⟨

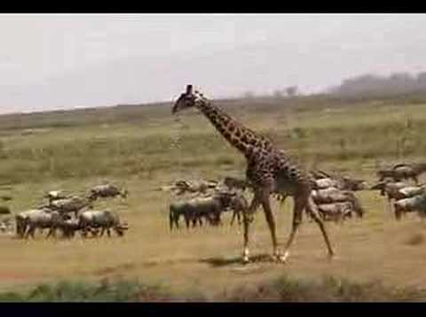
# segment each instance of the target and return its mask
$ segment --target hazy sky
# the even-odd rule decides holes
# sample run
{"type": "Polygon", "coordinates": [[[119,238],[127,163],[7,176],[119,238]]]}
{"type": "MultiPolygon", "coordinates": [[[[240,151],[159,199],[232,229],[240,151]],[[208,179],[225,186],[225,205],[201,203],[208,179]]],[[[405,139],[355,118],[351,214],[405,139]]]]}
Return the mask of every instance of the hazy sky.
{"type": "Polygon", "coordinates": [[[425,14],[3,14],[0,112],[426,71],[425,14]]]}

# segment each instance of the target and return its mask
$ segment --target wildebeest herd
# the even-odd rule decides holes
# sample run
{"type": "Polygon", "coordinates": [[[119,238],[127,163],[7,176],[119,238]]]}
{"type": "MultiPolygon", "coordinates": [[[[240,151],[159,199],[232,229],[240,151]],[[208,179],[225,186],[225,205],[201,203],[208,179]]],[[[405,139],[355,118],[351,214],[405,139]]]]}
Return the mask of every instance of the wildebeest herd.
{"type": "Polygon", "coordinates": [[[13,217],[11,217],[10,210],[4,213],[6,217],[2,220],[0,229],[10,232],[14,219],[16,236],[20,238],[34,238],[37,229],[42,232],[48,229],[46,237],[56,237],[57,230],[61,231],[66,238],[74,237],[76,232],[80,232],[83,237],[89,235],[94,237],[102,236],[106,231],[111,236],[111,230],[122,236],[129,226],[121,221],[116,212],[94,209],[97,199],[117,196],[126,197],[127,190],[120,190],[112,184],[95,186],[83,196],[66,195],[63,190],[50,191],[44,196],[47,204],[18,213],[13,217]]]}

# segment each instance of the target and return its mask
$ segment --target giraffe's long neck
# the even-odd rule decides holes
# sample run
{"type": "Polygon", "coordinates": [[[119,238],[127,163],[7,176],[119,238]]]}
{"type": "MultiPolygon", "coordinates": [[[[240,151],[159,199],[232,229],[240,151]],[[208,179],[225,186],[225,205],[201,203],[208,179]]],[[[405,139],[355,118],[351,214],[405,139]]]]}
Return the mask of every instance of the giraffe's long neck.
{"type": "Polygon", "coordinates": [[[250,158],[254,149],[271,151],[273,148],[272,141],[266,136],[244,127],[209,100],[203,98],[196,106],[225,139],[246,158],[250,158]]]}

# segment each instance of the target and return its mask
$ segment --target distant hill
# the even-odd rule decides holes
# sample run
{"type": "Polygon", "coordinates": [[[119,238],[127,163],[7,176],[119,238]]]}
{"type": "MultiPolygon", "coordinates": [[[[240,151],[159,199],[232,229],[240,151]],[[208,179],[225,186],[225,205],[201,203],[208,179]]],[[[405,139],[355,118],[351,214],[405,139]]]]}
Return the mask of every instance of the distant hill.
{"type": "Polygon", "coordinates": [[[389,76],[364,74],[344,80],[341,85],[332,88],[330,93],[350,97],[426,93],[426,73],[420,73],[417,75],[396,73],[389,76]]]}

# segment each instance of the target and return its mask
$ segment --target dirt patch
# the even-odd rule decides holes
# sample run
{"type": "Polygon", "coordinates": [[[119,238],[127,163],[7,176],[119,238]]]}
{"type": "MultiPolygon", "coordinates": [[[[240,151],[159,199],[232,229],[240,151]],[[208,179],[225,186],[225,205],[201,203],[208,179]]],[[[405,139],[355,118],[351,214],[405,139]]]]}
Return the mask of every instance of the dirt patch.
{"type": "Polygon", "coordinates": [[[412,234],[406,241],[404,241],[405,244],[407,245],[420,245],[424,243],[424,235],[422,233],[414,233],[412,234]]]}

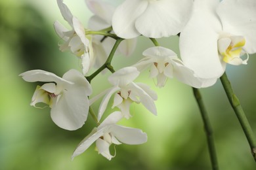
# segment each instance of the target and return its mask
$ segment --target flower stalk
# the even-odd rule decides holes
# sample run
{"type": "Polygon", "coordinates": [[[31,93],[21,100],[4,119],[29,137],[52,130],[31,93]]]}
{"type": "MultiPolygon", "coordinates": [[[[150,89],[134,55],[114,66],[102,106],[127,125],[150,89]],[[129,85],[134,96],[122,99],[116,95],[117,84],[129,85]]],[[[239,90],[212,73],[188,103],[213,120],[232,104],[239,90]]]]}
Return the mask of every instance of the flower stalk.
{"type": "Polygon", "coordinates": [[[102,65],[98,69],[97,69],[95,73],[93,73],[91,75],[87,76],[87,80],[91,82],[91,80],[93,79],[96,75],[98,75],[101,71],[102,71],[104,69],[107,68],[112,73],[114,73],[115,70],[113,69],[113,67],[111,65],[111,61],[113,59],[114,54],[115,54],[119,44],[123,41],[123,39],[119,38],[116,40],[115,44],[113,46],[112,50],[110,52],[110,55],[105,63],[102,65]]]}
{"type": "Polygon", "coordinates": [[[199,109],[200,110],[201,116],[203,122],[204,129],[207,137],[209,153],[210,155],[211,167],[213,170],[217,170],[219,169],[219,165],[215,146],[214,144],[213,129],[211,128],[211,125],[199,90],[193,88],[193,92],[196,102],[198,103],[199,109]]]}
{"type": "Polygon", "coordinates": [[[242,128],[243,129],[244,133],[246,136],[247,140],[248,141],[251,148],[251,154],[256,162],[256,139],[255,134],[251,128],[248,120],[246,118],[245,114],[244,113],[238,98],[234,93],[230,82],[229,81],[226,73],[224,73],[221,77],[221,81],[226,92],[226,96],[228,97],[228,101],[233,108],[236,117],[238,118],[242,128]]]}

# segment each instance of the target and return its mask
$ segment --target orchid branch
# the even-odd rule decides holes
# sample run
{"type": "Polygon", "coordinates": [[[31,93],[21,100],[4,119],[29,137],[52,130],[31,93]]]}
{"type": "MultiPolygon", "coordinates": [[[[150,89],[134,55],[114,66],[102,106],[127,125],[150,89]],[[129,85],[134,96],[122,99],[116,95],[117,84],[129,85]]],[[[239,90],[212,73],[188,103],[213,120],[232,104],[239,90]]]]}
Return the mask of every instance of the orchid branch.
{"type": "Polygon", "coordinates": [[[106,61],[105,63],[102,65],[98,69],[97,69],[95,73],[93,73],[91,75],[87,76],[87,80],[91,82],[91,80],[93,80],[96,75],[98,75],[101,71],[102,71],[104,69],[107,68],[109,71],[110,71],[112,73],[114,73],[115,70],[113,69],[113,67],[111,65],[111,61],[113,59],[114,54],[115,54],[116,50],[117,49],[117,47],[120,42],[123,39],[121,38],[118,38],[115,44],[113,46],[112,50],[111,50],[110,55],[108,56],[108,58],[107,60],[106,61]]]}
{"type": "Polygon", "coordinates": [[[96,114],[95,113],[95,111],[93,110],[93,108],[91,107],[89,107],[89,112],[91,114],[91,116],[93,117],[93,120],[95,120],[96,123],[99,125],[100,123],[98,122],[98,118],[96,116],[96,114]]]}
{"type": "Polygon", "coordinates": [[[102,31],[86,31],[85,35],[100,35],[106,37],[109,37],[116,40],[119,39],[116,34],[110,33],[109,32],[102,31]]]}
{"type": "Polygon", "coordinates": [[[210,121],[203,105],[203,99],[202,98],[200,92],[198,89],[193,88],[194,95],[198,103],[199,109],[200,110],[201,116],[203,120],[204,129],[205,131],[209,153],[210,155],[211,167],[213,170],[219,169],[218,161],[217,158],[217,154],[215,150],[215,146],[214,144],[213,129],[211,126],[210,121]]]}
{"type": "Polygon", "coordinates": [[[108,31],[111,31],[113,30],[113,28],[112,28],[112,26],[110,26],[109,27],[107,27],[107,28],[105,28],[105,29],[100,29],[99,31],[105,31],[105,32],[108,32],[108,31]]]}
{"type": "Polygon", "coordinates": [[[233,92],[230,82],[228,80],[226,73],[224,73],[223,75],[221,77],[221,81],[224,90],[225,90],[228,101],[230,103],[230,105],[241,124],[244,133],[246,136],[249,144],[251,147],[251,153],[256,162],[256,139],[254,133],[251,129],[238,98],[233,92]]]}

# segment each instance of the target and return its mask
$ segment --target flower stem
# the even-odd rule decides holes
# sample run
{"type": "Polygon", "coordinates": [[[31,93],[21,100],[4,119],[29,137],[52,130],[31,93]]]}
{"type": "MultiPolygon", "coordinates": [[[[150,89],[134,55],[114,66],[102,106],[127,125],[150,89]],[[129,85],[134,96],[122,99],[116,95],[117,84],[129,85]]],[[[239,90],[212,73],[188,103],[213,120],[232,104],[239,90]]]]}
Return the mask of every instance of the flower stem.
{"type": "Polygon", "coordinates": [[[113,46],[112,50],[111,50],[110,55],[108,56],[108,58],[107,60],[106,61],[105,63],[102,65],[98,69],[97,69],[95,73],[93,73],[91,75],[87,76],[87,80],[91,82],[91,80],[93,80],[96,75],[98,75],[101,71],[102,71],[104,69],[107,68],[109,71],[110,71],[112,73],[114,73],[115,70],[113,69],[113,67],[111,65],[111,61],[112,61],[114,54],[115,54],[119,44],[120,44],[121,41],[122,41],[123,39],[121,38],[118,38],[115,44],[113,46]]]}
{"type": "Polygon", "coordinates": [[[219,169],[218,161],[217,158],[215,146],[214,144],[213,129],[211,123],[204,107],[203,99],[202,98],[200,92],[198,89],[193,88],[194,95],[198,103],[199,109],[200,110],[201,116],[203,120],[204,129],[206,133],[206,137],[208,144],[209,153],[210,155],[211,167],[213,170],[219,169]]]}
{"type": "Polygon", "coordinates": [[[151,41],[154,43],[154,44],[156,46],[160,46],[158,42],[156,41],[156,39],[150,38],[150,39],[151,40],[151,41]]]}
{"type": "Polygon", "coordinates": [[[110,33],[105,31],[86,31],[85,34],[86,35],[100,35],[106,37],[109,37],[116,40],[119,39],[116,34],[110,33]]]}
{"type": "Polygon", "coordinates": [[[254,133],[251,129],[238,98],[234,94],[230,82],[228,80],[226,73],[224,73],[223,75],[221,77],[221,81],[224,90],[225,90],[228,101],[230,103],[230,105],[236,114],[236,117],[238,118],[241,124],[242,128],[244,130],[244,133],[246,136],[247,140],[248,141],[249,144],[251,147],[253,158],[256,162],[256,140],[254,133]]]}

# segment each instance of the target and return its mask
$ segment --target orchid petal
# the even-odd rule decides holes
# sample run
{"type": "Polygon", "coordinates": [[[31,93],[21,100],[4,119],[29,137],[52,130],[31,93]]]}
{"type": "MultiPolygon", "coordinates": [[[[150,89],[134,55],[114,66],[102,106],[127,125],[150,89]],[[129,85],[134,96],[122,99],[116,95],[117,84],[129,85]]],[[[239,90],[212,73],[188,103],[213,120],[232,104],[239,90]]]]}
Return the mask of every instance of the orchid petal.
{"type": "Polygon", "coordinates": [[[120,105],[123,102],[123,97],[121,97],[120,95],[119,95],[118,94],[116,94],[115,97],[114,97],[114,103],[112,107],[112,109],[120,105]]]}
{"type": "Polygon", "coordinates": [[[21,73],[19,76],[21,76],[25,81],[30,82],[55,82],[57,84],[60,82],[65,82],[70,84],[74,84],[73,82],[67,81],[51,72],[43,70],[30,70],[21,73]]]}
{"type": "Polygon", "coordinates": [[[151,65],[152,63],[154,62],[154,60],[148,57],[145,57],[139,61],[137,63],[134,64],[133,66],[137,68],[138,71],[142,71],[146,69],[148,67],[151,65]]]}
{"type": "Polygon", "coordinates": [[[115,33],[123,39],[133,39],[140,35],[135,27],[137,18],[145,10],[148,1],[127,0],[118,6],[112,18],[115,33]]]}
{"type": "Polygon", "coordinates": [[[156,65],[152,64],[150,68],[150,77],[155,78],[158,75],[158,74],[159,73],[158,68],[156,68],[156,65]]]}
{"type": "Polygon", "coordinates": [[[98,127],[98,129],[100,129],[105,126],[115,124],[123,118],[123,115],[121,112],[116,111],[110,114],[98,127]]]}
{"type": "Polygon", "coordinates": [[[114,125],[111,131],[120,142],[128,144],[142,144],[148,140],[146,133],[139,129],[114,125]]]}
{"type": "Polygon", "coordinates": [[[102,114],[108,106],[108,103],[112,94],[114,94],[116,91],[117,91],[119,89],[120,89],[119,87],[114,86],[112,88],[110,88],[108,90],[108,92],[106,92],[106,94],[104,97],[102,101],[101,101],[100,105],[98,108],[98,121],[100,121],[101,117],[102,116],[102,114]]]}
{"type": "Polygon", "coordinates": [[[150,1],[136,20],[136,29],[147,37],[177,35],[187,22],[192,5],[192,0],[150,1]]]}
{"type": "Polygon", "coordinates": [[[222,1],[217,8],[224,32],[242,35],[246,40],[246,52],[256,52],[256,1],[254,0],[222,1]]]}
{"type": "Polygon", "coordinates": [[[112,156],[110,152],[110,144],[107,143],[104,140],[101,139],[100,138],[98,139],[96,141],[96,146],[97,148],[98,152],[102,156],[107,158],[108,160],[111,160],[114,156],[112,156]]]}
{"type": "Polygon", "coordinates": [[[72,155],[72,159],[85,152],[95,141],[103,135],[106,131],[109,129],[108,126],[104,127],[98,131],[95,128],[92,131],[78,144],[72,155]]]}
{"type": "Polygon", "coordinates": [[[70,69],[62,77],[65,80],[74,82],[75,88],[79,89],[82,94],[84,93],[85,95],[90,95],[93,93],[90,83],[78,71],[70,69]]]}
{"type": "Polygon", "coordinates": [[[137,40],[137,39],[131,39],[122,41],[118,46],[120,52],[125,56],[130,56],[135,49],[137,40]]]}
{"type": "Polygon", "coordinates": [[[50,103],[48,93],[45,92],[45,90],[41,89],[40,86],[37,86],[35,92],[33,94],[30,105],[36,107],[35,105],[37,103],[43,103],[47,105],[50,103]]]}
{"type": "Polygon", "coordinates": [[[63,3],[63,0],[57,0],[57,3],[63,18],[68,22],[68,24],[70,24],[71,26],[72,26],[73,15],[71,13],[70,10],[68,8],[68,7],[63,3]]]}
{"type": "Polygon", "coordinates": [[[82,24],[75,17],[73,17],[72,21],[74,29],[78,37],[81,39],[81,42],[85,46],[89,46],[89,42],[85,37],[85,28],[83,27],[82,24]]]}
{"type": "Polygon", "coordinates": [[[87,118],[89,107],[85,92],[75,87],[64,90],[58,97],[51,110],[53,121],[67,130],[75,130],[82,127],[87,118]]]}
{"type": "Polygon", "coordinates": [[[135,67],[127,67],[114,73],[108,78],[108,81],[113,85],[123,87],[133,81],[140,74],[135,67]]]}
{"type": "Polygon", "coordinates": [[[163,57],[177,58],[177,54],[175,52],[169,48],[162,46],[153,46],[148,48],[143,52],[142,55],[155,59],[163,57]]]}
{"type": "Polygon", "coordinates": [[[131,83],[131,91],[136,92],[141,103],[152,113],[157,115],[157,110],[154,99],[139,86],[134,82],[131,83]]]}
{"type": "Polygon", "coordinates": [[[179,81],[196,88],[206,88],[213,85],[217,78],[200,78],[194,71],[179,63],[173,62],[173,76],[179,81]]]}
{"type": "Polygon", "coordinates": [[[146,92],[146,93],[147,93],[147,94],[148,94],[154,100],[158,99],[158,94],[155,91],[152,90],[148,85],[141,82],[137,82],[136,84],[143,89],[143,90],[146,92]]]}
{"type": "Polygon", "coordinates": [[[202,78],[220,77],[224,71],[217,48],[221,25],[215,8],[218,1],[198,0],[180,37],[181,57],[184,64],[202,78]]]}
{"type": "Polygon", "coordinates": [[[90,69],[90,56],[88,52],[85,52],[82,56],[81,56],[83,75],[85,75],[87,74],[89,69],[90,69]]]}
{"type": "Polygon", "coordinates": [[[88,21],[88,28],[93,30],[100,30],[111,26],[111,24],[106,22],[98,16],[91,16],[88,21]]]}
{"type": "Polygon", "coordinates": [[[69,30],[63,26],[58,21],[54,22],[53,26],[58,37],[60,37],[61,39],[63,39],[66,41],[68,41],[67,37],[66,37],[66,35],[64,35],[63,33],[68,31],[69,30]]]}
{"type": "Polygon", "coordinates": [[[53,82],[45,83],[40,88],[49,93],[53,94],[56,92],[56,84],[53,82]]]}
{"type": "Polygon", "coordinates": [[[98,0],[85,0],[85,3],[93,14],[111,25],[112,16],[115,10],[114,7],[106,2],[98,0]]]}

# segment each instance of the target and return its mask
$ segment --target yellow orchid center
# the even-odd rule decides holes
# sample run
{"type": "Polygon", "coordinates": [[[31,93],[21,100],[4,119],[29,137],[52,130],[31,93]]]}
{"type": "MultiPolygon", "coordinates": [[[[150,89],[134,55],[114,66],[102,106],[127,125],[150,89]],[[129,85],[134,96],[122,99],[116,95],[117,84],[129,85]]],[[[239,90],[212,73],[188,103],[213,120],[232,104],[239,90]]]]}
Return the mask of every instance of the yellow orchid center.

⟩

Task to complete: Find every line above that contains the word "neck" and copy each one out in full.

Final answer:
$ segment --target giraffe's long neck
Return the mask of every instance of the giraffe's long neck.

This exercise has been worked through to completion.